Direction:
Lay out every line of the records below as a numbered list, skipping blank lines and leaving the pictures out.

Extracted material:
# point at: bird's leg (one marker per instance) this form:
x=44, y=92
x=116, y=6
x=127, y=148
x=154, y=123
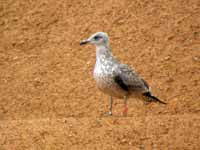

Correct response:
1. # point at: bird's leg (one marker per instance) this form:
2. x=44, y=92
3. x=116, y=6
4. x=127, y=148
5. x=154, y=123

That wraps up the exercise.